== SOURCE

Transocean (RIG), one of the three companies involved in the Gulf oil disaster, is revealing itself as the stereotype of corporate evil. First came reports that the company pressured exhausted and traumatized rig evacuees into signing statements asserting the evacuees hadn't seen anything and hadn't been hurt. Transocean denies pressuring the employees into signing the statements, but they speak for themselves.

Next, Transocean goes on the lawsuit offensive, allegedly gaming the legal system to slow things down and gain control of all the pending litigation. Those strategic advantages are apparently what's behind Transocean's effort to use a 1851 statute to limit its liability to the salvage value of its rig, a mere $26.7 million, according to the Wall Street Journal Law Blog.

Bloomberg adds that the move is also an attempt to strengthen Transocean's settlement position. While the liability limitation reportedly won't stick, the strategic advantages result simply by starting the ancient process. Finally, Transocean hires its first set of lobbyists to try to get Congress on its side.

Corporate Charm Offensive vs. Doing the Right Thing

Both Wal-Mart (WMT) and Goldman Sachs (GS) have recently garnered headlines for do-gooding that I suppose is meant to persuade us to forget the reasons people think poorly of the companies. Wal-Mart, which as been sued for or settled virtually every type of not-paying-workers properly claim, announced it would donate $2 billion in cash and food to help fight hunger over the next five years.

While the donation's laudable and sorely needed, I wonder if Wal-Mart could have a bigger impact on hunger in America simply by paying living wages to its 2.1 million employees, not forcing anyone to work off the clock, paying back wages when due, paying and promoting women equally with men -- all charges either pending or settled by the retailer already. Doing the right thing in these situations would run a lot more than $2 billion over five years.

Goldman Sachs's image-burnishing attempt is an effort to save a Chicago bank that lends to poor people. Shore Bank is facing seizure by the Federal Deposit Insurance Corporation if it doesn't come up with $125 million. Goldman has committed $20 million and is working the phones to raise the rest.

====
== DATA SUPPLIED

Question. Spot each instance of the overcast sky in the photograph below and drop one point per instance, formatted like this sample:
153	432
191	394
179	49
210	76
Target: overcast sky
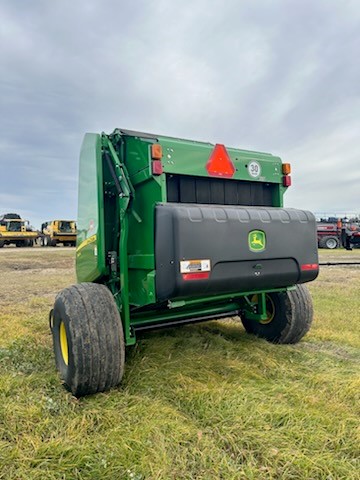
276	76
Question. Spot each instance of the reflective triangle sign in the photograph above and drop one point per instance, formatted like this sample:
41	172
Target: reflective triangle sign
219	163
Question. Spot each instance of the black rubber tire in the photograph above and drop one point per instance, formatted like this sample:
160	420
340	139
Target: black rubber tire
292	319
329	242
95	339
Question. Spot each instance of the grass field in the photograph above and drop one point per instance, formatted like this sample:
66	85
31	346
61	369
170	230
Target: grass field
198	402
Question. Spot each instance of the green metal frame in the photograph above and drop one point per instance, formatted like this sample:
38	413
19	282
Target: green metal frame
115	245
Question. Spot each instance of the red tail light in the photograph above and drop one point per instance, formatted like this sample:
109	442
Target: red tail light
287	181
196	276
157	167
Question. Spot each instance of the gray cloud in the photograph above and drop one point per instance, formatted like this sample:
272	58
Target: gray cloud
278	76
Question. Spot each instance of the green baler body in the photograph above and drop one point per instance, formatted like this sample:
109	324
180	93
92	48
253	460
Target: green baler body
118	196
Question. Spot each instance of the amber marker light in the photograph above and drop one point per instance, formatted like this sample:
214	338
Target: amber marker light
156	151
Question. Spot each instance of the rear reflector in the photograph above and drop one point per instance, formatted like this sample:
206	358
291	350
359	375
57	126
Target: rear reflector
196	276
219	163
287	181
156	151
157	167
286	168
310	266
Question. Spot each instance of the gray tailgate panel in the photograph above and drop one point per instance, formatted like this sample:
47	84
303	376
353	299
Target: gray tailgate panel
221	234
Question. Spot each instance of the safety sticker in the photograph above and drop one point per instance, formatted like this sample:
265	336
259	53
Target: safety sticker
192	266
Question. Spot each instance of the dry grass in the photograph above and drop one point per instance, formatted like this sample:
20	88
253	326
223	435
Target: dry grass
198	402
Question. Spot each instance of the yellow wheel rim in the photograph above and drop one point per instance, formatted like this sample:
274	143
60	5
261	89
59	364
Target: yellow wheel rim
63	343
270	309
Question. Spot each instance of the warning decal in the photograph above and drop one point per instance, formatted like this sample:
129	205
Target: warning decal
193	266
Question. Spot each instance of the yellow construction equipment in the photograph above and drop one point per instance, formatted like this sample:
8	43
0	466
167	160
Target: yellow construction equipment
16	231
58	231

====

* PROBLEMS
(A) Write out the entire passage on Transocean, Wal-Mart, and Goldman Sachs word for word.
(B) Reproduce the stretch of the entries from the line containing "Question. Spot each instance of the dry" through the final line of the entries, both ends included, and nothing else.

* RESULTS BY TASK
(A)
Transocean (RIG), one of the three companies involved in the Gulf oil disaster, is revealing itself as the stereotype of corporate evil. First came reports that the company pressured exhausted and traumatized rig evacuees into signing statements asserting the evacuees hadn't seen anything and hadn't been hurt. Transocean denies pressuring the employees into signing the statements, but they speak for themselves.

Next, Transocean goes on the lawsuit offensive, allegedly gaming the legal system to slow things down and gain control of all the pending litigation. Those strategic advantages are apparently what's behind Transocean's effort to use a 1851 statute to limit its liability to the salvage value of its rig, a mere $26.7 million, according to the Wall Street Journal Law Blog.

Bloomberg adds that the move is also an attempt to strengthen Transocean's settlement position. While the liability limitation reportedly won't stick, the strategic advantages result simply by starting the ancient process. Finally, Transocean hires its first set of lobbyists to try to get Congress on its side.

Corporate Charm Offensive vs. Doing the Right Thing

Both Wal-Mart (WMT) and Goldman Sachs (GS) have recently garnered headlines for do-gooding that I suppose is meant to persuade us to forget the reasons people think poorly of the companies. Wal-Mart, which as been sued for or settled virtually every type of not-paying-workers properly claim, announced it would donate $2 billion in cash and food to help fight hunger over the next five years.

While the donation's laudable and sorely needed, I wonder if Wal-Mart could have a bigger impact on hunger in America simply by paying living wages to its 2.1 million employees, not forcing anyone to work off the clock, paying back wages when due, paying and promoting women equally with men -- all charges either pending or settled by the retailer already. Doing the right thing in these situations would run a lot more than $2 billion over five years.

Goldman Sachs's image-burnishing attempt is an effort to save a Chicago bank that lends to poor people. Shore Bank is facing seizure by the Federal Deposit Insurance Corporation if it doesn't come up with $125 million. Goldman has committed $20 million and is working the phones to raise the rest.

(B)
Question. Spot each instance of the dry grass in the photograph above and drop one point per instance, formatted like this sample:
20	88
253	326
223	435
Target: dry grass
198	402
Question. Spot each instance of the yellow wheel rim in the photograph above and drop one point per instance, formatted like this sample:
274	143
60	5
261	89
59	364
Target: yellow wheel rim
63	343
270	309
Question. Spot each instance of the warning decal in the photograph above and drop one point per instance, formatted like this sample:
129	205
Target: warning decal
193	266
Question. Spot each instance of the yellow construction equipment in the photograph above and drop one point per instance, formatted like this sample:
8	43
0	466
167	160
Target: yellow construction equipment
16	231
58	231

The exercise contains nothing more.